_YOUR GOAL_.
Extract every entry word for word. Skip the pictures.

======

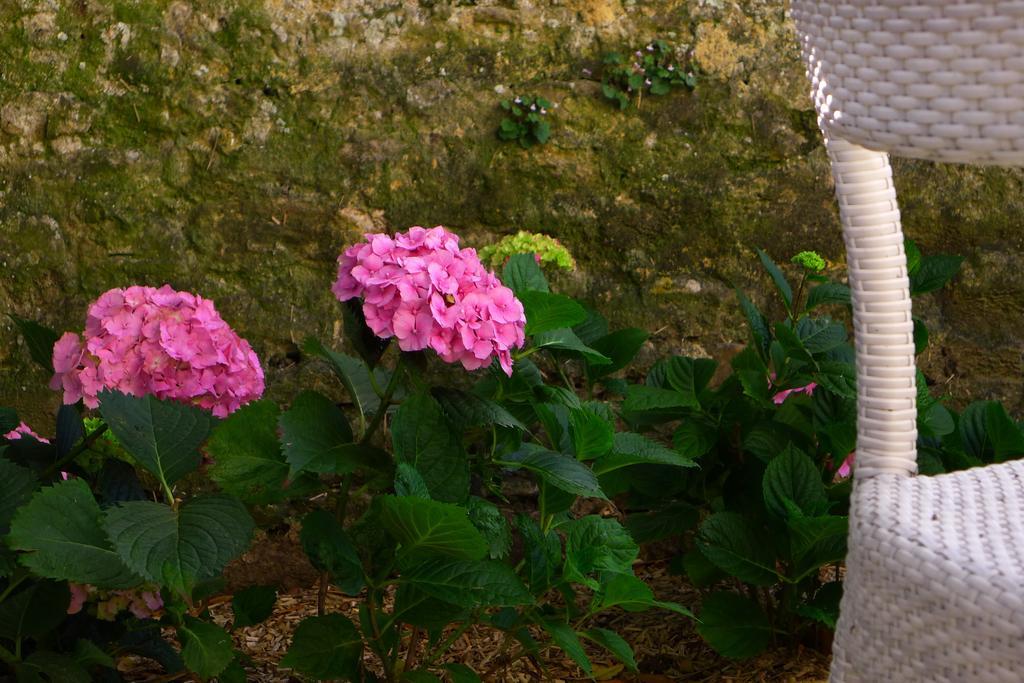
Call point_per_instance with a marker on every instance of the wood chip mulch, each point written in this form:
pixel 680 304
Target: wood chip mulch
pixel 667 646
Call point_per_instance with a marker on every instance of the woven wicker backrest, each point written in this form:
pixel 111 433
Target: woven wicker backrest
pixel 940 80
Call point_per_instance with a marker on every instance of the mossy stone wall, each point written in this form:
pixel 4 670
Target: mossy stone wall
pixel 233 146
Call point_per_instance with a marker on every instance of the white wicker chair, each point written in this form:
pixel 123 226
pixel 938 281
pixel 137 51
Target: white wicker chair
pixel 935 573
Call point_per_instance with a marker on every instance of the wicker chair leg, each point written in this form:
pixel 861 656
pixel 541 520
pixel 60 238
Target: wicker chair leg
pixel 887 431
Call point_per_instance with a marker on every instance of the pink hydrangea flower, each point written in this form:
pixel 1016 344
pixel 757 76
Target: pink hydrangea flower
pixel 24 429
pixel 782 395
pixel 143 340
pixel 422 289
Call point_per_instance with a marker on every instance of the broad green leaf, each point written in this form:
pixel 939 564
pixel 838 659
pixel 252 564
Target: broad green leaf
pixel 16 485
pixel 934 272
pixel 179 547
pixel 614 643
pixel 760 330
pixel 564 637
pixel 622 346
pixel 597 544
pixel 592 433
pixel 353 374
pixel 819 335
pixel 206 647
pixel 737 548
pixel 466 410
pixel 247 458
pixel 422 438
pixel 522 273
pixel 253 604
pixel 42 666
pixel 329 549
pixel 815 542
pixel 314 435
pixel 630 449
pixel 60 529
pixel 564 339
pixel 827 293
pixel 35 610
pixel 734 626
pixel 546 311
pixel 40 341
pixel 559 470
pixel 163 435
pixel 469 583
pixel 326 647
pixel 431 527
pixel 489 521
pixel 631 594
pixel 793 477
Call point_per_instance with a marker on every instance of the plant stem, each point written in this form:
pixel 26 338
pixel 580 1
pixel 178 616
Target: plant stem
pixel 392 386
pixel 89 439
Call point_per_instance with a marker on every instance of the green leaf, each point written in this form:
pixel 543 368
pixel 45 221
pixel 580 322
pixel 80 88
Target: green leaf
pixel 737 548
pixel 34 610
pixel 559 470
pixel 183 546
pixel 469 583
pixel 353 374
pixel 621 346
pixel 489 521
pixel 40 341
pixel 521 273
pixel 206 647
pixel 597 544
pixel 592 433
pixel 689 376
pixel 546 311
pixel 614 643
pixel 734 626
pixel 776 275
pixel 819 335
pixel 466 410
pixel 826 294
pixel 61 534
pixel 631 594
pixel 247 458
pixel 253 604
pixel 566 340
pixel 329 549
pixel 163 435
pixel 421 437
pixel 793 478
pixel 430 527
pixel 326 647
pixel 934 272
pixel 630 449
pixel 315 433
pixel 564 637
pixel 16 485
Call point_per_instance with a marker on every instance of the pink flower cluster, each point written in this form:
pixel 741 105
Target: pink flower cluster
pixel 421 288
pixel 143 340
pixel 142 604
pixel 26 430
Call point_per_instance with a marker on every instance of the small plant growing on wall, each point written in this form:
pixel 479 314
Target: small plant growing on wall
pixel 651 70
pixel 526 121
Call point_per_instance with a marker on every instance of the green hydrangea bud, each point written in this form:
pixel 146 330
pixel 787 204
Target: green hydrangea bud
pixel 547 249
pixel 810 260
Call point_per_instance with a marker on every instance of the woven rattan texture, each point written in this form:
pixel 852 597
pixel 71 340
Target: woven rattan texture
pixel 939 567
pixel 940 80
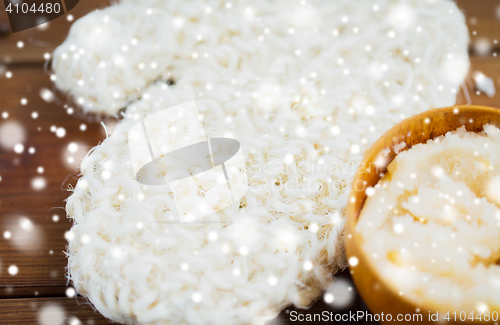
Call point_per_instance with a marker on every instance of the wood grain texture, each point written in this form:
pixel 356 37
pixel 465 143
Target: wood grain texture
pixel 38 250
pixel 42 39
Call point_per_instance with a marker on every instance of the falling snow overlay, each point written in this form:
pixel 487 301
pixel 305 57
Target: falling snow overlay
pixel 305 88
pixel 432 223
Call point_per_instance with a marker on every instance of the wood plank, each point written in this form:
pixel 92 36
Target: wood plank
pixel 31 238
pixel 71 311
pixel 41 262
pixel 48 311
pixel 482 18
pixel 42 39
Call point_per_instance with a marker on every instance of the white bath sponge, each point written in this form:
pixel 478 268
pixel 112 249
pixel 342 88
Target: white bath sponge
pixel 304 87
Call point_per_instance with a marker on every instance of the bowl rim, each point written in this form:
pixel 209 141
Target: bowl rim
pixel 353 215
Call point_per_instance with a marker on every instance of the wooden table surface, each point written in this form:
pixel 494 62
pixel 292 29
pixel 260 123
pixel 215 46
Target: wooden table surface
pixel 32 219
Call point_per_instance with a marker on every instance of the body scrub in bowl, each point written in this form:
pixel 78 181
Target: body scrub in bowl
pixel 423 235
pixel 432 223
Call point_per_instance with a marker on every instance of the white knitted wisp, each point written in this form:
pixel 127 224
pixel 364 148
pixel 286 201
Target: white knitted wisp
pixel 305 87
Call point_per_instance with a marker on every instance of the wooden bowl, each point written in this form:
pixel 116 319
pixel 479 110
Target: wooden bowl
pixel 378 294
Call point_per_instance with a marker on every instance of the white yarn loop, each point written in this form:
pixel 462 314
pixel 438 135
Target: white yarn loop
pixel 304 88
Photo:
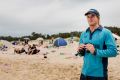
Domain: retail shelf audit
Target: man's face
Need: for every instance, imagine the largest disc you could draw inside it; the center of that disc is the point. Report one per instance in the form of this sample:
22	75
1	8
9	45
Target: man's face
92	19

======

_COMPLETED TASK_.
Call point_per_instance with a marker on every instance of the wood chip mulch, each point written in this form:
pixel 680 304
Target: wood chip mulch
pixel 667 646
Call point_per_instance with a marker on every instance of the woven wicker backrest, each point written in this form:
pixel 111 433
Target: woven wicker backrest
pixel 940 80
Call point_per_instance with a marker on every instance of the mossy stone wall, each point written in this form:
pixel 4 670
Target: mossy stone wall
pixel 233 146
Call point_per_instance with a marker on every instance of the white wicker chair, each point written in this form:
pixel 123 226
pixel 938 281
pixel 137 51
Target: white wicker chair
pixel 935 573
Call point_per_instance with a marker on every instance of the wicker chair leg, each point written in this form:
pixel 861 656
pixel 541 520
pixel 60 238
Target: wicker chair leg
pixel 887 431
Call point_per_instance with a marker on every instance of the pink hydrangea flower, each point written in this form:
pixel 1016 344
pixel 757 76
Target: pink hydrangea flower
pixel 24 429
pixel 782 395
pixel 143 340
pixel 422 289
Call point_per_instance with a marker on every instance of the broad green leaf, each point written in this form:
pixel 939 564
pixel 838 659
pixel 252 564
Target: broad green leaf
pixel 16 485
pixel 934 272
pixel 179 547
pixel 614 643
pixel 760 330
pixel 564 637
pixel 622 346
pixel 597 544
pixel 592 433
pixel 353 374
pixel 819 335
pixel 206 647
pixel 737 548
pixel 466 410
pixel 247 458
pixel 422 438
pixel 522 273
pixel 253 604
pixel 42 666
pixel 329 549
pixel 815 542
pixel 314 435
pixel 630 449
pixel 60 529
pixel 564 339
pixel 827 293
pixel 35 610
pixel 734 626
pixel 546 311
pixel 40 341
pixel 559 470
pixel 163 435
pixel 469 583
pixel 326 647
pixel 431 527
pixel 489 521
pixel 631 594
pixel 793 477
Call point_per_instance with a marker on every instance of the plant stem, each point written in this form:
pixel 26 338
pixel 580 1
pixel 178 616
Target: plant stem
pixel 392 386
pixel 89 439
Call point_per_instance with a marker on every instance of the green leaf, each point written in this form:
pixel 543 368
pixel 45 221
pixel 580 322
pixel 80 88
Target: green leaf
pixel 737 548
pixel 34 610
pixel 559 470
pixel 183 546
pixel 469 583
pixel 353 374
pixel 621 346
pixel 489 521
pixel 40 341
pixel 521 273
pixel 206 647
pixel 597 544
pixel 592 433
pixel 689 376
pixel 546 311
pixel 614 643
pixel 734 626
pixel 776 275
pixel 819 335
pixel 466 410
pixel 826 294
pixel 61 534
pixel 631 594
pixel 247 458
pixel 253 604
pixel 566 340
pixel 329 549
pixel 163 435
pixel 421 437
pixel 793 478
pixel 430 527
pixel 326 647
pixel 934 272
pixel 630 449
pixel 315 433
pixel 564 637
pixel 16 485
Call point_per_instance with a marker on every instance of the pink flower cluster, each point written in this form:
pixel 741 105
Target: pink flower cluster
pixel 421 288
pixel 143 340
pixel 142 604
pixel 26 430
Call point_per_instance with a marker on every instance of the small plant growing on wall, each point written in this form:
pixel 479 314
Target: small plant growing on wall
pixel 651 70
pixel 526 121
Call point_per_instance with a marker on every instance of the green hydrangea bud, each point written in this form:
pixel 146 330
pixel 787 204
Target: green hydrangea bud
pixel 547 249
pixel 810 260
Call point_per_instance with a marker on every instance of the woven rattan texture, each point written in this form:
pixel 852 597
pixel 71 340
Target: woven rattan texture
pixel 939 567
pixel 940 80
Call point_per_instance with a marker on every instance of the wood grain texture, each point written in this form:
pixel 356 37
pixel 465 143
Target: wood grain texture
pixel 38 250
pixel 42 39
Call point_per_instance with a marker on every instance of the falling snow overlay, each point written in this form:
pixel 487 301
pixel 305 57
Target: falling snow overlay
pixel 305 88
pixel 432 223
Call point_per_instance with a marker on every instance of the wood plank, each point written in this form:
pixel 92 36
Target: wood plank
pixel 31 238
pixel 71 311
pixel 41 262
pixel 48 311
pixel 482 18
pixel 42 39
Call point_per_instance with a marker on every instance of the white bath sponge, each point written in this form:
pixel 478 268
pixel 112 249
pixel 342 88
Target: white bath sponge
pixel 304 87
Call point_per_instance with a marker on every instance of the bowl rim, each point written in this form:
pixel 209 141
Target: bowl rim
pixel 353 215
Call point_per_instance with a marker on every instance of the wooden table surface, each point written in this form:
pixel 494 62
pixel 292 29
pixel 260 123
pixel 215 46
Target: wooden table surface
pixel 32 219
Call point_per_instance with a marker on every instance of the body scrub in bowl, each point written in this form:
pixel 78 181
Target: body scrub in bowl
pixel 423 235
pixel 432 223
Call point_per_instance with a marker on every instance of the white knitted wisp, each point written in this form:
pixel 127 224
pixel 364 148
pixel 286 201
Target: white knitted wisp
pixel 305 87
Call point_per_instance with a marker on every instance of the wooden bowl, each point written in this form:
pixel 116 319
pixel 479 110
Target: wooden bowl
pixel 378 294
Call point_per_instance with a marker on every instance of the white yarn loop, each point written in this form:
pixel 462 314
pixel 438 135
Target: white yarn loop
pixel 304 88
Photo:
Domain: retail shelf audit
Target: man's face
Need: for every instance, imagine the largest disc you could draw inside it; the center of that disc is the point. Report one per instance in the form of this sample:
22	75
1	8
9	45
Target: man's face
92	19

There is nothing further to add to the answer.